## [LISTED RECORDS]
==============================

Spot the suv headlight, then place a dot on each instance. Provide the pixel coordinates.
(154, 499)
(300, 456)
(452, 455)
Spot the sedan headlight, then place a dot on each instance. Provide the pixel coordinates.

==============================

## [YOUR ASSIGNMENT]
Repeat the data in full, matching each line exactly.

## [SOLUTION TO THIS EXERCISE]
Spot the suv headlight, then place a dot on each instance. Provide the pixel coordinates.
(154, 499)
(300, 456)
(452, 455)
Spot the sedan headlight, then place a dot on each instance. Provide the pixel coordinates.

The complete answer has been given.